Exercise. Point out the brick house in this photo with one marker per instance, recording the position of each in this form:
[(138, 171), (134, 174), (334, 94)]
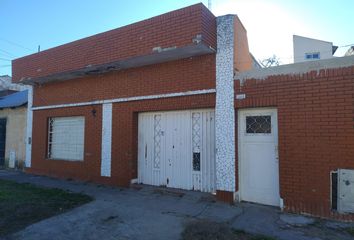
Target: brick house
[(174, 101)]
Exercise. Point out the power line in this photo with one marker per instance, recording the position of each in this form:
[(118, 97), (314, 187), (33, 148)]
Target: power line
[(7, 53), (16, 44)]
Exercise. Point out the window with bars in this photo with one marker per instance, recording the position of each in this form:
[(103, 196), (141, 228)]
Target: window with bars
[(258, 124), (66, 138)]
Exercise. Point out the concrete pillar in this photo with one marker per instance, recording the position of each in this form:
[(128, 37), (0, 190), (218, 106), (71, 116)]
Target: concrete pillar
[(29, 128), (225, 112), (106, 146)]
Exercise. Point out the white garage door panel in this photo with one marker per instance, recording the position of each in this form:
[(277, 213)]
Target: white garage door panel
[(167, 141)]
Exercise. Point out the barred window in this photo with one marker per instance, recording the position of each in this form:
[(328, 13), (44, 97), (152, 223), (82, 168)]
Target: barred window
[(66, 138), (258, 124)]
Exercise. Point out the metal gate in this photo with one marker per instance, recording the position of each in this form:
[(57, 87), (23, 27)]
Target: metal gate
[(177, 149)]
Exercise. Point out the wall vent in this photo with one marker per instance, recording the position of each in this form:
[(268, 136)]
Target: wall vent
[(342, 190)]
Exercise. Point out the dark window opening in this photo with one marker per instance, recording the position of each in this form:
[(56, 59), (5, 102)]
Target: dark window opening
[(258, 124)]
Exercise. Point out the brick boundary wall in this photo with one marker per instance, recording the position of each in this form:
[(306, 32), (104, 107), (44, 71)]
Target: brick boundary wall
[(316, 132)]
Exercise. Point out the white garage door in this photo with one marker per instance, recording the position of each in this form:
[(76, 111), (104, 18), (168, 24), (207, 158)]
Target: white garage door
[(177, 149), (259, 167)]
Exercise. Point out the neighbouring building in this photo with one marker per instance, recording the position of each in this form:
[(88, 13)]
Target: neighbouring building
[(178, 101), (309, 49), (350, 51), (13, 115)]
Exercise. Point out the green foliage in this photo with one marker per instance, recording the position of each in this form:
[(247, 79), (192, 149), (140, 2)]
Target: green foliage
[(22, 204)]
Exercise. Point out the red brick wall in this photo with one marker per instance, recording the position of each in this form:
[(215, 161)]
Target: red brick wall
[(176, 28), (124, 138), (316, 131), (177, 76)]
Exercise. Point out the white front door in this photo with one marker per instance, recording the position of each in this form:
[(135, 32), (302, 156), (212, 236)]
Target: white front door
[(258, 156), (177, 149)]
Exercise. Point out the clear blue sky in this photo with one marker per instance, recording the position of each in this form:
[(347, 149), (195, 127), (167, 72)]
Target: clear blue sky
[(270, 23)]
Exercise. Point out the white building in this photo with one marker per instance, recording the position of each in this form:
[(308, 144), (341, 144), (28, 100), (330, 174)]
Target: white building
[(309, 49)]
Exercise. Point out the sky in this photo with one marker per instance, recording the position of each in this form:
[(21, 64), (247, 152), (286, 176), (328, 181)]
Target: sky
[(270, 24)]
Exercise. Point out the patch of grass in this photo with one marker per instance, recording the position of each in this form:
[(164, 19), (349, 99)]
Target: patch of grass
[(208, 230), (22, 204), (350, 230)]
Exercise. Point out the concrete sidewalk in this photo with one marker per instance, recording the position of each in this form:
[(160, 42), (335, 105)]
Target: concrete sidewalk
[(144, 212)]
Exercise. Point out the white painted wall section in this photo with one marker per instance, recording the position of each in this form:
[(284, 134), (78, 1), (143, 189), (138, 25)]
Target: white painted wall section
[(106, 152), (225, 112), (29, 128)]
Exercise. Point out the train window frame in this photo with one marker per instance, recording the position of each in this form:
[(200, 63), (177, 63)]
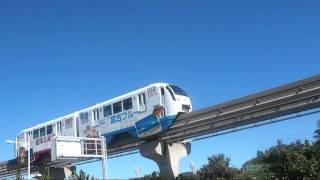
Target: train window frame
[(84, 117), (178, 91), (127, 104), (42, 132), (105, 110), (35, 134), (49, 129), (117, 107)]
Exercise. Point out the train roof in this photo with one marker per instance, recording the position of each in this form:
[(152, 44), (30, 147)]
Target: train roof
[(118, 98)]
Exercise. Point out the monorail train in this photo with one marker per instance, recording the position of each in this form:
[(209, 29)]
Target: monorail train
[(143, 113)]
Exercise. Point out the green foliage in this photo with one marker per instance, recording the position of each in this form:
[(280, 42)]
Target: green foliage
[(81, 176), (45, 173), (217, 168), (156, 176), (293, 161)]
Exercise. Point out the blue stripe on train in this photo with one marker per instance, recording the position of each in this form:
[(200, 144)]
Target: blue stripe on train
[(143, 126)]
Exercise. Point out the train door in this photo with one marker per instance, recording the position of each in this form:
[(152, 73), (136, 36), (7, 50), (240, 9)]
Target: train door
[(142, 102), (163, 101), (59, 128), (163, 97)]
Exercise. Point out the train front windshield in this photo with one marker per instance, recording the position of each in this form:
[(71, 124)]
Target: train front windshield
[(178, 91)]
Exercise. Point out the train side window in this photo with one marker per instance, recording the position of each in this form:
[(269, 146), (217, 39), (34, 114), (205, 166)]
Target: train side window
[(42, 131), (127, 104), (162, 91), (171, 93), (96, 114), (107, 111), (84, 117), (68, 123), (49, 129), (117, 107), (35, 134)]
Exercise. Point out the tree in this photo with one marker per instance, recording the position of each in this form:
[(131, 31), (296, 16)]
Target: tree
[(317, 132), (217, 168), (293, 161), (18, 172), (156, 176), (45, 173)]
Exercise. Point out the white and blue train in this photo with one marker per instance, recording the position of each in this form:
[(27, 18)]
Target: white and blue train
[(143, 113)]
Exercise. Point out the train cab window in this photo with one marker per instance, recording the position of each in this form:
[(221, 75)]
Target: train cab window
[(142, 99), (171, 93), (49, 129), (178, 91), (42, 131), (107, 111), (117, 107), (84, 117), (127, 104), (35, 134)]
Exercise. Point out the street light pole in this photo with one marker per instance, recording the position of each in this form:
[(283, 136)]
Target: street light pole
[(28, 148)]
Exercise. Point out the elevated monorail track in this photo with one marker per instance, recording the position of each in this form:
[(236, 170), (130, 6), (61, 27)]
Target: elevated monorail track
[(292, 98), (265, 107)]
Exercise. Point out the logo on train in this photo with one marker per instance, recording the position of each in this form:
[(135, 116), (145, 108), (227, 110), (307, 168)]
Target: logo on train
[(152, 92), (91, 132), (159, 111)]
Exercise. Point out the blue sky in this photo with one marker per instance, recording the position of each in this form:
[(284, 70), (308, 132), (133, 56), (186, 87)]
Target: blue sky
[(58, 57)]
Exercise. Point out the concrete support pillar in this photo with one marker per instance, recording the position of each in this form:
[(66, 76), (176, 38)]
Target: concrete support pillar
[(166, 155)]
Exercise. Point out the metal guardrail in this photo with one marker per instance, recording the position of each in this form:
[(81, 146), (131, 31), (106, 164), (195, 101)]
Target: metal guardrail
[(277, 102), (287, 99)]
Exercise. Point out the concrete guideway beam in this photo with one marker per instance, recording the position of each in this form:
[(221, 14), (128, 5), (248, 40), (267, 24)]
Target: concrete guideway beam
[(166, 155)]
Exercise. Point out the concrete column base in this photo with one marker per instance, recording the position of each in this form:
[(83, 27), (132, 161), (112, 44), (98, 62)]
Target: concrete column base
[(166, 155)]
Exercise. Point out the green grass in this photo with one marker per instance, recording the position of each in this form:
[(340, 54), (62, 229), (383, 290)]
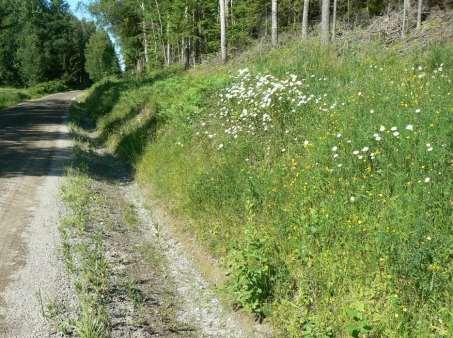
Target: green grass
[(326, 228), (84, 257)]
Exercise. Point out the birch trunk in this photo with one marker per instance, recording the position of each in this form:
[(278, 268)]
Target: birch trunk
[(145, 37), (274, 23), (305, 19), (325, 16), (334, 19), (406, 7), (419, 14), (223, 40)]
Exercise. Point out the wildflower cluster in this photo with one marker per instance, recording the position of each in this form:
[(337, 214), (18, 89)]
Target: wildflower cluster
[(258, 104)]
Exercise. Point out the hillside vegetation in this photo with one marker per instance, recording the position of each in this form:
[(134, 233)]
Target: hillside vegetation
[(11, 96), (321, 179)]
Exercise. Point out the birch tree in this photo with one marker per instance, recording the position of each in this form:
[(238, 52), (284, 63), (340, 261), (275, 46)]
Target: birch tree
[(274, 23), (419, 14), (305, 19), (223, 41), (325, 15), (334, 19), (406, 7), (144, 32)]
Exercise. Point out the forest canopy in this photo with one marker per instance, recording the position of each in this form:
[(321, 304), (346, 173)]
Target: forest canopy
[(42, 41)]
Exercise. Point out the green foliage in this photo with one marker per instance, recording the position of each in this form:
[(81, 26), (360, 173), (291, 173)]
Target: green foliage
[(334, 215), (41, 41), (11, 96), (101, 59)]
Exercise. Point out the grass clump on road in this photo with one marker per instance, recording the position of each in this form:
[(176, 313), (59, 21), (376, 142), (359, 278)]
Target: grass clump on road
[(84, 257), (322, 181)]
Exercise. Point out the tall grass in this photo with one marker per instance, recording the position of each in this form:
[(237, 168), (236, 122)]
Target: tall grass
[(322, 180)]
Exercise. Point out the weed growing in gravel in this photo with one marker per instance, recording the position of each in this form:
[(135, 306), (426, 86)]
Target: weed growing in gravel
[(84, 257)]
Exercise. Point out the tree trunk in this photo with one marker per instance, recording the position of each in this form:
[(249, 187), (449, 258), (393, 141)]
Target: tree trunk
[(419, 14), (406, 7), (334, 19), (223, 40), (227, 12), (161, 31), (168, 42), (274, 23), (325, 16), (305, 19), (145, 37)]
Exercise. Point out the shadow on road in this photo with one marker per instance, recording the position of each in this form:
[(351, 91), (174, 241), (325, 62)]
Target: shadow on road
[(30, 138)]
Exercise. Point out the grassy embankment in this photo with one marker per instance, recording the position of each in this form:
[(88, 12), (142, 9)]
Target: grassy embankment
[(321, 178), (12, 96)]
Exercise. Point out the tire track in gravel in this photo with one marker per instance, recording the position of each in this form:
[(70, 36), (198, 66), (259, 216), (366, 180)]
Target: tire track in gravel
[(34, 145)]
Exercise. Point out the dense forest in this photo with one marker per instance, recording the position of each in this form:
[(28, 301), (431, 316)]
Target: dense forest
[(155, 32), (43, 41)]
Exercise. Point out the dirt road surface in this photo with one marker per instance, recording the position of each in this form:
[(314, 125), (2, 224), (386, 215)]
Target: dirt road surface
[(34, 146)]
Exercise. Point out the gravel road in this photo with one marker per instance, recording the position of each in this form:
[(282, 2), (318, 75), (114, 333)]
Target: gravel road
[(34, 146)]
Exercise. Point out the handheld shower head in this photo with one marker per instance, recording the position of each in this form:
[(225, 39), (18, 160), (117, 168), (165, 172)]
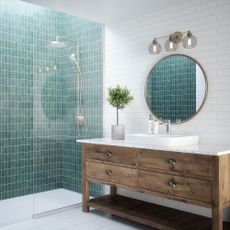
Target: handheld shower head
[(72, 57)]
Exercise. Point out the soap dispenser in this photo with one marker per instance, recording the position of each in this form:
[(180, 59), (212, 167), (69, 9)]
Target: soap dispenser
[(150, 124), (156, 127)]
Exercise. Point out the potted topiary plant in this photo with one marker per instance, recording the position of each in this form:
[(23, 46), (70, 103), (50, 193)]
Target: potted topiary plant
[(119, 98)]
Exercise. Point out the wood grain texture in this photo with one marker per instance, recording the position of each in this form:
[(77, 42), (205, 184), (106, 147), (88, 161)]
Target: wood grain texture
[(113, 173), (112, 154), (156, 216), (190, 178), (184, 163), (193, 189)]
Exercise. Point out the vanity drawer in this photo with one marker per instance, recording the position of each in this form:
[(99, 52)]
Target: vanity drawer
[(178, 162), (111, 173), (112, 154), (193, 189)]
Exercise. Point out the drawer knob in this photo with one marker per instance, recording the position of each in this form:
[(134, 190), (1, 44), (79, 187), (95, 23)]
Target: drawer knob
[(172, 183), (172, 162), (109, 154), (108, 172)]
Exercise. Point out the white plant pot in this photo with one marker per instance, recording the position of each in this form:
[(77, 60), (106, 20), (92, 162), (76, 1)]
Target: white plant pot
[(118, 132)]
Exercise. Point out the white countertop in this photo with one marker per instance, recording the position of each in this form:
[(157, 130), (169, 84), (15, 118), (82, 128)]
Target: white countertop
[(202, 149)]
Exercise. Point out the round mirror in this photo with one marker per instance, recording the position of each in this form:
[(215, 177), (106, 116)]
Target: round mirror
[(176, 88)]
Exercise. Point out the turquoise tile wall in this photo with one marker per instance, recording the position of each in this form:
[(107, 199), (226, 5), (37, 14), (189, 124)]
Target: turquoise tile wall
[(174, 97), (38, 98)]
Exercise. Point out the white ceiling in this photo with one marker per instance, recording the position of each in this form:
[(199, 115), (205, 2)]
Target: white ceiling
[(103, 11)]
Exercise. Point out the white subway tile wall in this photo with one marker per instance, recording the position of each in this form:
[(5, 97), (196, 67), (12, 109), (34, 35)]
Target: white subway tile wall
[(128, 62)]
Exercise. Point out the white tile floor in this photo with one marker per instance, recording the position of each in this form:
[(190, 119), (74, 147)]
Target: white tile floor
[(75, 219)]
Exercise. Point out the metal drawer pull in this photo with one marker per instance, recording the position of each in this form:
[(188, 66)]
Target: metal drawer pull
[(172, 161), (108, 172), (172, 183), (109, 154)]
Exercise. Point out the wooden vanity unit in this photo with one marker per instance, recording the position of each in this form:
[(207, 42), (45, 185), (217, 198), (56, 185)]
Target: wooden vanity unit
[(199, 179)]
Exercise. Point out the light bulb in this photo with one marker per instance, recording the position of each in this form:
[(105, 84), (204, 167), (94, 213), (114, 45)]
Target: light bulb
[(189, 41), (170, 45)]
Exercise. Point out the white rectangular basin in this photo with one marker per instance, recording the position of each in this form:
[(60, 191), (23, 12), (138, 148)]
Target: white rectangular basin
[(162, 139)]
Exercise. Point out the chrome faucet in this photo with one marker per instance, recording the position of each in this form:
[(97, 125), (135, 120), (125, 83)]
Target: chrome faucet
[(167, 123)]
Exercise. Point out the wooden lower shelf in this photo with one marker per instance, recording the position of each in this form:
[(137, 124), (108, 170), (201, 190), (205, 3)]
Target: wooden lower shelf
[(153, 215)]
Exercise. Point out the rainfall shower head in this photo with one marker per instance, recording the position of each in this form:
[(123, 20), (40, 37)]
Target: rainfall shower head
[(57, 43), (72, 57)]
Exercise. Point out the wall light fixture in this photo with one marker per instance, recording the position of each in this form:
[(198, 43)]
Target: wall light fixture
[(189, 41)]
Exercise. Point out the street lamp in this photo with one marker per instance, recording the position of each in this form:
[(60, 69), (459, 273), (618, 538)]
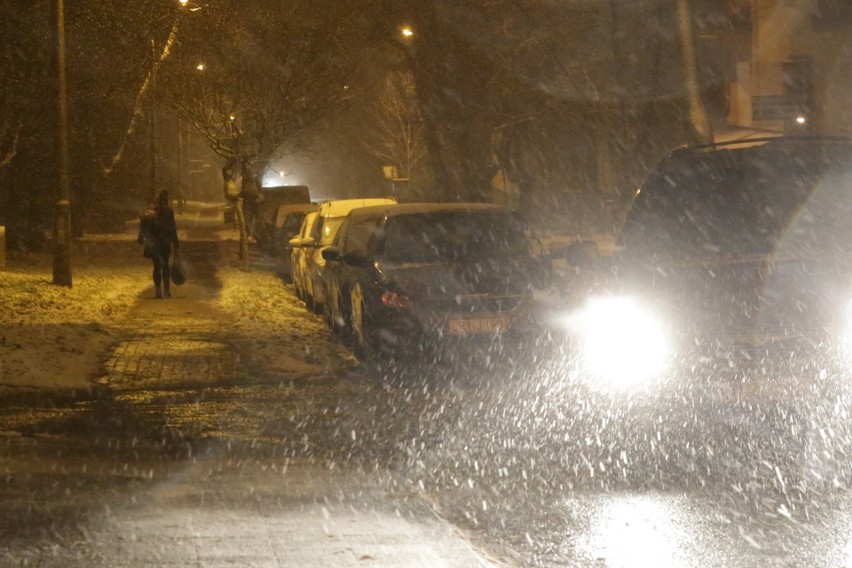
________________
• Action item
Please output the lines of the listing above that fall in the stretch from the one with "Exercise. Point out the barred" through the one with "Exercise. Point out the brick boundary", exactly and only those.

• Result of this task
Exercise. Point out the barred window in this photo with one marker per instance, recording the position of each in this form:
[(328, 13), (44, 97), (152, 223), (82, 168)]
Target: barred window
[(66, 138), (258, 124)]
Exercise. Point out the metal gate in this photo with one marker per instance, recording the position of each in this form:
[(57, 87), (23, 27)]
Target: metal gate
[(177, 149)]
Exercise. Point out the wall vent in this photo with one marker per instance, recording the position of each in this form:
[(268, 136)]
Target: wall vent
[(342, 190)]
Exercise. Point out the dark window opening in this photo with one marker per instance, recording the position of each in this form:
[(56, 59), (5, 102)]
Target: dark window opening
[(258, 124)]
Exercise. Point out the brick boundary wall in this photo with one marker per instance, recording the position of each in this form:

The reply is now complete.